● EXERCISE GOAL
A verbatim copy of all entries is the expected output.

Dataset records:
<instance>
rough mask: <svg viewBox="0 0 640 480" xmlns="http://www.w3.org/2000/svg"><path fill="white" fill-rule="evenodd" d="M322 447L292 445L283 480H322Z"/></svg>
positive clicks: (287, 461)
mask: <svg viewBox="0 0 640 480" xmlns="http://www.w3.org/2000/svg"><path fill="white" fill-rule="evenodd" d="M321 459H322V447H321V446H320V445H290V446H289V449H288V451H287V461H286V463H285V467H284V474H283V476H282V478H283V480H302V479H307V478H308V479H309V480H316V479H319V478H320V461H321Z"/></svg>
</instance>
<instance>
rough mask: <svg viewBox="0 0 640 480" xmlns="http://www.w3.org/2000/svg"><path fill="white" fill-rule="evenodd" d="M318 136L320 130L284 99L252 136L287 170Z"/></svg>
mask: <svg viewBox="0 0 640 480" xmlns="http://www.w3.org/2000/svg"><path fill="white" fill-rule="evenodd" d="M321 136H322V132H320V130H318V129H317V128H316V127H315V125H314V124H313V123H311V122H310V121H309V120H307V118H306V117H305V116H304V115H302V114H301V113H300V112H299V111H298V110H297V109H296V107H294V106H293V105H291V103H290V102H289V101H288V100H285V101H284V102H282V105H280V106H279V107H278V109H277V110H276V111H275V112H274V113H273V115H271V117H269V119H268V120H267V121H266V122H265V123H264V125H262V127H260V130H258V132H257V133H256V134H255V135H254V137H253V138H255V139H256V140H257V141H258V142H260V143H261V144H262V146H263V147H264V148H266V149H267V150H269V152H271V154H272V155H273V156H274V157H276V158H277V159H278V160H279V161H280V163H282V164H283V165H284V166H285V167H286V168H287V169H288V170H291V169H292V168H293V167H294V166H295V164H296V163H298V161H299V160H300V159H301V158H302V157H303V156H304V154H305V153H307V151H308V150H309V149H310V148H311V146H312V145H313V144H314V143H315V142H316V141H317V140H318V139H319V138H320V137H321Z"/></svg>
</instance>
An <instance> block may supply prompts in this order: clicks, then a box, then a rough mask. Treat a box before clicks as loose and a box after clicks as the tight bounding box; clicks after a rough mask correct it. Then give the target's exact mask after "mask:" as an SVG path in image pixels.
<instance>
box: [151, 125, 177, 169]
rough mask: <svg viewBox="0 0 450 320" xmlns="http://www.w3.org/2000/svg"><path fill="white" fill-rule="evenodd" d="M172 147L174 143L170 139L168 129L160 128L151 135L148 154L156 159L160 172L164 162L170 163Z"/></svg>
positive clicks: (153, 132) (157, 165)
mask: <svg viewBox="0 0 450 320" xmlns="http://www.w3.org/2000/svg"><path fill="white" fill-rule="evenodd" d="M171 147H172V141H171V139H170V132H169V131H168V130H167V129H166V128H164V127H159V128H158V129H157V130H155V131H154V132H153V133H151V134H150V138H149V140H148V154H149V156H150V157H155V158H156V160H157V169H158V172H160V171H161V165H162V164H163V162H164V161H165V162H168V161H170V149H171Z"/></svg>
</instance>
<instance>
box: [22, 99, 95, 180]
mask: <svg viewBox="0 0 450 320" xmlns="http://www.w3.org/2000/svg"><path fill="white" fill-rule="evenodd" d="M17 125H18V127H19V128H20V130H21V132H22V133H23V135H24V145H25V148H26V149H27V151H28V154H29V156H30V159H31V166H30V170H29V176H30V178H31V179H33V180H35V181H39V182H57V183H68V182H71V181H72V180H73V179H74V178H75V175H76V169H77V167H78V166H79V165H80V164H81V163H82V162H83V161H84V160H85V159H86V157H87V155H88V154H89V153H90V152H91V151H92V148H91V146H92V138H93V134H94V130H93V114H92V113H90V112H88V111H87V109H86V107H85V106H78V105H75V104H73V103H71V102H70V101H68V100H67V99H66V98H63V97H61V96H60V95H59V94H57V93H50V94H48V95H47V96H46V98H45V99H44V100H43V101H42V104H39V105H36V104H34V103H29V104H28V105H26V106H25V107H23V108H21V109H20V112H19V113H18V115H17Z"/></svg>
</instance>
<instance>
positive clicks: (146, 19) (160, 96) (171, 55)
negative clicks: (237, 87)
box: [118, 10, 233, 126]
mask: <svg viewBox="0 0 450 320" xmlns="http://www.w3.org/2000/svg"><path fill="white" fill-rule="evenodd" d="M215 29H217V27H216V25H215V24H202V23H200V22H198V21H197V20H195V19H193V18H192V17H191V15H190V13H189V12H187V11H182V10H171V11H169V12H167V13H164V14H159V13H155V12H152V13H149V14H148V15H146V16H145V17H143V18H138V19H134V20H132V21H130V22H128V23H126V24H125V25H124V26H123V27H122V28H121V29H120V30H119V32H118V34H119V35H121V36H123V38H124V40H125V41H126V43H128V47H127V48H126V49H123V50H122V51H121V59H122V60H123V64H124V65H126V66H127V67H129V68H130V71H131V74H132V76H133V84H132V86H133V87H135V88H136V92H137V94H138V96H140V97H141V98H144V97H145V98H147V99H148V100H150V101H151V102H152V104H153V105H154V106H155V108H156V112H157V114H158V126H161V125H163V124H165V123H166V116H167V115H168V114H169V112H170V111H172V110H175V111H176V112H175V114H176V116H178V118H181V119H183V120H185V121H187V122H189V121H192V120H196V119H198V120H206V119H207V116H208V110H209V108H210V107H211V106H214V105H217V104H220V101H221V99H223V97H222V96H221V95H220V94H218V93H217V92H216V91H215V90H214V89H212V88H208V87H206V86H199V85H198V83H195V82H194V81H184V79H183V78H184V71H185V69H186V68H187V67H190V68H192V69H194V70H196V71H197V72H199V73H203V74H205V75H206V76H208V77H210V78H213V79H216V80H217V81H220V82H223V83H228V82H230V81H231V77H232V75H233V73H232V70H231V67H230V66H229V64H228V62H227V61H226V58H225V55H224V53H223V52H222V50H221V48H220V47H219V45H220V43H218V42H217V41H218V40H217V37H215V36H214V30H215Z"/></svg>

● TASK RESULT
<instance>
rough mask: <svg viewBox="0 0 640 480" xmlns="http://www.w3.org/2000/svg"><path fill="white" fill-rule="evenodd" d="M322 447L292 445L283 480H322Z"/></svg>
positive clicks: (287, 461)
mask: <svg viewBox="0 0 640 480" xmlns="http://www.w3.org/2000/svg"><path fill="white" fill-rule="evenodd" d="M321 459H322V447H321V446H320V445H290V446H289V449H288V451H287V461H286V463H285V467H284V474H283V476H282V478H283V480H302V479H307V478H308V479H309V480H316V479H319V478H320V461H321Z"/></svg>
</instance>
<instance>
rough mask: <svg viewBox="0 0 640 480" xmlns="http://www.w3.org/2000/svg"><path fill="white" fill-rule="evenodd" d="M318 136L320 130L284 99L252 136L287 170Z"/></svg>
mask: <svg viewBox="0 0 640 480" xmlns="http://www.w3.org/2000/svg"><path fill="white" fill-rule="evenodd" d="M321 136H322V132H320V130H318V129H317V128H316V127H315V125H314V124H313V123H311V122H310V121H309V120H307V118H306V117H305V116H304V115H302V114H301V113H300V112H299V111H298V110H297V109H296V107H294V106H293V105H291V103H290V102H289V101H288V100H285V101H284V102H282V105H280V106H279V107H278V109H277V110H276V111H275V112H274V113H273V115H271V117H269V119H268V120H267V121H266V122H265V123H264V125H262V127H260V130H258V132H257V133H256V134H255V135H254V137H253V138H255V139H256V140H257V141H258V142H260V143H261V144H262V146H263V147H264V148H266V149H267V150H269V152H271V154H272V155H273V156H274V157H276V158H277V159H278V160H279V161H280V163H282V164H283V165H284V166H285V167H286V168H287V169H288V170H291V169H292V168H293V167H294V166H295V164H296V163H298V161H299V160H300V159H301V158H302V157H303V156H304V154H305V153H307V151H308V150H309V149H310V148H311V146H312V145H313V144H314V143H315V142H316V141H317V140H318V139H319V138H320V137H321Z"/></svg>
</instance>
An <instance> block may supply prompts in this order: clicks, then a box, then a rough mask. Treat a box before clicks as loose and a box after clicks as the tight bounding box; clicks after a rough mask correct it. Then give the target's exact mask after "mask:" as an SVG path in image pixels.
<instance>
box: [151, 125, 177, 169]
rough mask: <svg viewBox="0 0 450 320" xmlns="http://www.w3.org/2000/svg"><path fill="white" fill-rule="evenodd" d="M172 147L174 143L170 139L168 129L160 128L151 135L148 154L156 159L160 172L164 162L170 163Z"/></svg>
positive clicks: (153, 132) (157, 165)
mask: <svg viewBox="0 0 450 320" xmlns="http://www.w3.org/2000/svg"><path fill="white" fill-rule="evenodd" d="M171 147H172V141H171V139H170V132H169V131H168V130H167V129H166V128H164V127H159V128H158V129H157V130H155V131H154V132H153V133H151V134H150V138H149V140H148V154H149V156H150V157H155V158H156V160H157V169H158V172H160V171H161V165H162V164H163V162H164V161H165V162H168V161H170V149H171Z"/></svg>
</instance>
<instance>
box: [22, 99, 95, 180]
mask: <svg viewBox="0 0 450 320" xmlns="http://www.w3.org/2000/svg"><path fill="white" fill-rule="evenodd" d="M17 125H18V127H19V128H20V130H21V132H22V133H23V135H24V145H25V148H26V149H27V151H28V154H29V156H30V159H31V166H30V170H29V176H30V178H31V179H33V180H35V181H39V182H57V183H68V182H71V181H72V180H73V179H74V178H75V175H76V169H77V167H78V166H79V165H80V164H81V163H82V162H83V161H84V160H85V159H86V157H87V155H88V154H89V153H90V152H91V151H92V148H91V146H92V138H93V134H94V130H93V114H92V113H90V112H88V111H87V109H86V107H85V106H78V105H75V104H73V103H71V102H70V101H68V100H67V99H66V98H63V97H61V96H60V95H59V94H57V93H50V94H48V95H47V96H46V98H45V99H44V100H43V101H42V104H39V105H36V104H34V103H29V104H28V105H26V106H25V107H23V108H21V109H20V112H19V113H18V115H17Z"/></svg>
</instance>
<instance>
positive clicks: (146, 19) (160, 96) (171, 55)
negative clicks: (237, 87)
box: [118, 10, 233, 126]
mask: <svg viewBox="0 0 450 320" xmlns="http://www.w3.org/2000/svg"><path fill="white" fill-rule="evenodd" d="M215 29H217V27H216V25H215V24H202V23H200V22H198V21H197V20H195V19H193V18H192V17H191V15H190V13H189V12H187V11H182V10H171V11H169V12H167V13H164V14H159V13H155V12H152V13H149V14H148V15H146V16H145V17H143V18H138V19H134V20H132V21H130V22H128V23H126V24H125V25H124V26H123V27H122V28H121V29H120V30H119V32H118V34H119V35H121V36H123V38H124V40H125V41H126V43H128V47H127V48H126V49H123V50H122V51H121V59H122V60H123V64H124V65H126V66H127V67H129V68H130V71H131V74H132V76H133V84H132V86H133V87H135V88H136V92H137V94H138V96H140V97H141V98H144V97H145V98H147V99H148V100H150V101H151V102H152V104H153V105H154V106H155V108H156V112H157V114H158V126H161V125H163V124H165V123H166V116H167V115H168V114H169V112H170V111H172V110H175V111H176V112H175V114H176V116H178V118H181V119H183V120H185V121H187V122H189V121H192V120H196V119H198V120H206V119H207V116H208V110H209V108H210V107H211V106H214V105H217V104H220V101H221V99H223V97H222V96H221V95H220V94H218V93H217V92H216V91H215V90H214V89H212V88H208V87H206V86H199V85H198V83H195V82H194V81H184V79H183V78H184V71H185V69H186V68H187V67H190V68H192V69H194V70H196V71H197V72H199V73H203V74H205V75H206V76H208V77H210V78H213V79H216V80H217V81H220V82H223V83H228V82H230V81H231V77H232V75H233V73H232V70H231V67H230V66H229V64H228V62H227V61H226V58H225V55H224V53H223V52H222V50H221V48H220V47H219V45H220V43H218V42H217V41H218V40H217V37H215V36H214V30H215Z"/></svg>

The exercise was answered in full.